### SOURCE DATA
↓

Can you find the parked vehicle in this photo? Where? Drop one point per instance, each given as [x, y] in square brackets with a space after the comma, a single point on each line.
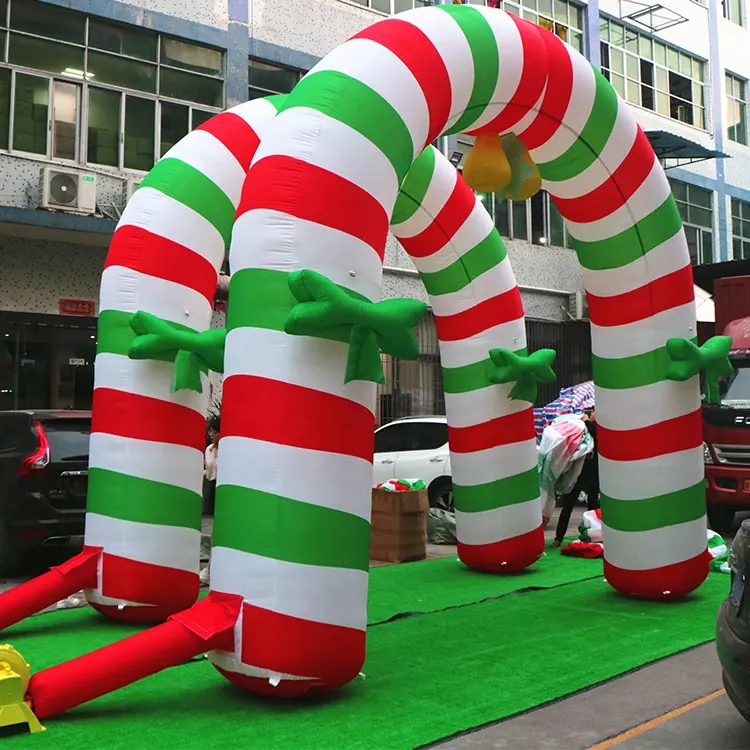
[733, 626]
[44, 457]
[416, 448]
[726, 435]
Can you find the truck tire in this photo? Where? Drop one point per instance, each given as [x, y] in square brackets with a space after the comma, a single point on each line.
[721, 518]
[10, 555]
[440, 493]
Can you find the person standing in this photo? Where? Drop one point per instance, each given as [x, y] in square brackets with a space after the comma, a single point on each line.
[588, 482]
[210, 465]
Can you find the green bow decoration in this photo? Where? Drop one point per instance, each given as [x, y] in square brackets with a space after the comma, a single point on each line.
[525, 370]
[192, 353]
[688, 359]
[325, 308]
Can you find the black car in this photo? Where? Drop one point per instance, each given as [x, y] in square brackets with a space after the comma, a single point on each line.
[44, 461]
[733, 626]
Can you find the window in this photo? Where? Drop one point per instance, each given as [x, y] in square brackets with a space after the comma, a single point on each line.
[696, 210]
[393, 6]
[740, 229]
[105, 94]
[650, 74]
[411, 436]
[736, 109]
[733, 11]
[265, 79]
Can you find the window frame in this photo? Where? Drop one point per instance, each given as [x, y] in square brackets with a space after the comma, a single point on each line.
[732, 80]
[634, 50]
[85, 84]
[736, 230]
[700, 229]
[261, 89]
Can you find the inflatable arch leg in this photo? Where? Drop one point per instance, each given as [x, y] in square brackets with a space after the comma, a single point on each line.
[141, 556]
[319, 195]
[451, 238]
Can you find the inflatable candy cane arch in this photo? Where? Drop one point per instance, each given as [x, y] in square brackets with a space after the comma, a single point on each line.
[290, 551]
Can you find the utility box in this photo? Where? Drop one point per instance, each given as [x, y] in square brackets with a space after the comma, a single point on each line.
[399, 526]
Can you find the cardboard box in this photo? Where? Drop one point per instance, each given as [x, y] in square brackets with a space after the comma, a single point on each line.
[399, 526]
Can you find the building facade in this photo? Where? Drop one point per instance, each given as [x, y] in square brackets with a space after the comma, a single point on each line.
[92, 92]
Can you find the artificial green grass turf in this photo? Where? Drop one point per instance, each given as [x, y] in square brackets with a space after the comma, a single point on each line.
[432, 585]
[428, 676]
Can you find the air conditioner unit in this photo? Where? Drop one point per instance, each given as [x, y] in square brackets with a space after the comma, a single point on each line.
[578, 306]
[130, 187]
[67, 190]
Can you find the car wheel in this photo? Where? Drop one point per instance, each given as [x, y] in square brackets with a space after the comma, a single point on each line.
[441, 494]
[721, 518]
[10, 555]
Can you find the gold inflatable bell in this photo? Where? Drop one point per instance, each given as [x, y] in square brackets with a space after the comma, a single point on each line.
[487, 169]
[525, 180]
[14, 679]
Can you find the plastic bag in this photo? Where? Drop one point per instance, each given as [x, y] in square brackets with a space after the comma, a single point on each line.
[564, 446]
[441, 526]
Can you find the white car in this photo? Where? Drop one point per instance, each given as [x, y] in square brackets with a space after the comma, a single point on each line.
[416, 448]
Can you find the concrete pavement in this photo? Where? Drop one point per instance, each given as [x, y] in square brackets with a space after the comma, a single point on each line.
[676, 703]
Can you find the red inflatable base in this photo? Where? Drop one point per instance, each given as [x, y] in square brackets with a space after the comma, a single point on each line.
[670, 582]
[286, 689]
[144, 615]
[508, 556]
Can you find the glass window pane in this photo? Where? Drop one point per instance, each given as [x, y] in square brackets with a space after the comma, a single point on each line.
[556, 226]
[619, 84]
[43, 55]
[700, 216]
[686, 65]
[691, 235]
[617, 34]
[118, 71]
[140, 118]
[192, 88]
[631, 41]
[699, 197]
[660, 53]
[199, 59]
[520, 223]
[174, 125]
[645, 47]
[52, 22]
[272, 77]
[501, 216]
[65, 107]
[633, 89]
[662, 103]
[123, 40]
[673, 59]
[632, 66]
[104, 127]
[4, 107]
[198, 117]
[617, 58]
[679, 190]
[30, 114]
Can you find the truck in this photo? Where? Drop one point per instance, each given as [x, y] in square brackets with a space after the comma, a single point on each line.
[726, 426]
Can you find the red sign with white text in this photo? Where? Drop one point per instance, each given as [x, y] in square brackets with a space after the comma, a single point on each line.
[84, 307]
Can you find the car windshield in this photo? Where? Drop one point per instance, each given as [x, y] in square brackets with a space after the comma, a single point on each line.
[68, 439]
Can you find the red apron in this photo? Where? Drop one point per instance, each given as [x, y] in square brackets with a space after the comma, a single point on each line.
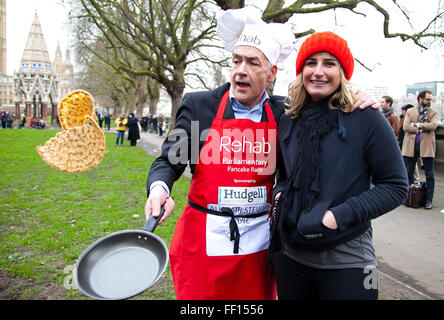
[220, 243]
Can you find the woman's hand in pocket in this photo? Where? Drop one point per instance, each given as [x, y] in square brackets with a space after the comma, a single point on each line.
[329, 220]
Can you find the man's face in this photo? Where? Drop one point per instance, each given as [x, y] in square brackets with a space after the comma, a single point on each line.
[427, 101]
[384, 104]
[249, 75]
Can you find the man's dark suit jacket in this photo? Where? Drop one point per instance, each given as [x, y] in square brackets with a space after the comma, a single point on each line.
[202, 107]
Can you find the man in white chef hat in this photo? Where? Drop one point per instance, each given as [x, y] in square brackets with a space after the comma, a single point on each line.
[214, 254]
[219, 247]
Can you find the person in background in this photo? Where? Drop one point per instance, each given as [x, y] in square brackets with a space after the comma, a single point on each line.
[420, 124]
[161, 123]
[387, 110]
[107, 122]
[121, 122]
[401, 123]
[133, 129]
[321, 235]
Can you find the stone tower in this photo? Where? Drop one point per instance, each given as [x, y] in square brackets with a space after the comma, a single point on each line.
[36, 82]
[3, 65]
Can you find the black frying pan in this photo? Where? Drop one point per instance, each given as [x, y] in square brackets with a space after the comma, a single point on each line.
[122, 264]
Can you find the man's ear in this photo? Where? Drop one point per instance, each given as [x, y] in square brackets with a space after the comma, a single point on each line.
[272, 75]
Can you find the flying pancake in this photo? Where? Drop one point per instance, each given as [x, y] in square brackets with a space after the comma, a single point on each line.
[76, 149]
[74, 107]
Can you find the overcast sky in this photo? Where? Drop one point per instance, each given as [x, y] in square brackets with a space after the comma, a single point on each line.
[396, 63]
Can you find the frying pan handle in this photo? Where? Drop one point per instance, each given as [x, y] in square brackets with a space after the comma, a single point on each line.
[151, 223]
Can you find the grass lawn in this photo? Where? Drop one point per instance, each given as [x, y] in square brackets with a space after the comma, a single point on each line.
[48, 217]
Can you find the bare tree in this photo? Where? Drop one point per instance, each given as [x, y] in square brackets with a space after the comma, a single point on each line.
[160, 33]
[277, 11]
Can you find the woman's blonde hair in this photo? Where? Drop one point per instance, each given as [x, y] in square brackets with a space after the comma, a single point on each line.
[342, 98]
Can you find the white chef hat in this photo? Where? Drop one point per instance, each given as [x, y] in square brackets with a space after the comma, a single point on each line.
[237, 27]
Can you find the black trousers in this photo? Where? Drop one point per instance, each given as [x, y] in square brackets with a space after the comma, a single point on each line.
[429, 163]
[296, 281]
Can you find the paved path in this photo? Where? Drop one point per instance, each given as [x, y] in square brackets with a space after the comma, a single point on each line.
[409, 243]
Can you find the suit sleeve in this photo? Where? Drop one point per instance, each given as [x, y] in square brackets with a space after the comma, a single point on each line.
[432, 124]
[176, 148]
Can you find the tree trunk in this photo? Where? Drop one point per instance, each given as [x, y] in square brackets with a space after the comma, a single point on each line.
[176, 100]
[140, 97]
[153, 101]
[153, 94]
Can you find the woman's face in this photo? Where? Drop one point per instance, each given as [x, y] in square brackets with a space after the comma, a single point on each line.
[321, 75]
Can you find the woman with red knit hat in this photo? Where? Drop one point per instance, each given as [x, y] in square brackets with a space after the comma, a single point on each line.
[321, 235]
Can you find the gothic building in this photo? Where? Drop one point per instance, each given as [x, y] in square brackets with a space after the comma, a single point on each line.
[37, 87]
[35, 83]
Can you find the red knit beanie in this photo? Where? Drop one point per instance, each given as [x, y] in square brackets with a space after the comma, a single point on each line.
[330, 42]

↑

### ACTIVITY
Set down, unchanged, the line that contains "Can you find the woman with" together with every later line in the records, through the last one.

### PROBLEM SOLUTION
Can you find the woman with red knit hat in this photo? Where? Drop one point per instance, each given as [x, y] in square brackets with a space after the comma, a single point on each line.
[321, 235]
Can you find the gothic building in this photo? Where? Drop one point per instance, each given as [x, y] in square brackets with a space after the comma, a single point on each line.
[37, 87]
[35, 83]
Can you find the red knit beanie in this photo? Where? Drop one point per instance, each given as [x, y] in square brackets with a space after the comma, a single point on each line.
[330, 42]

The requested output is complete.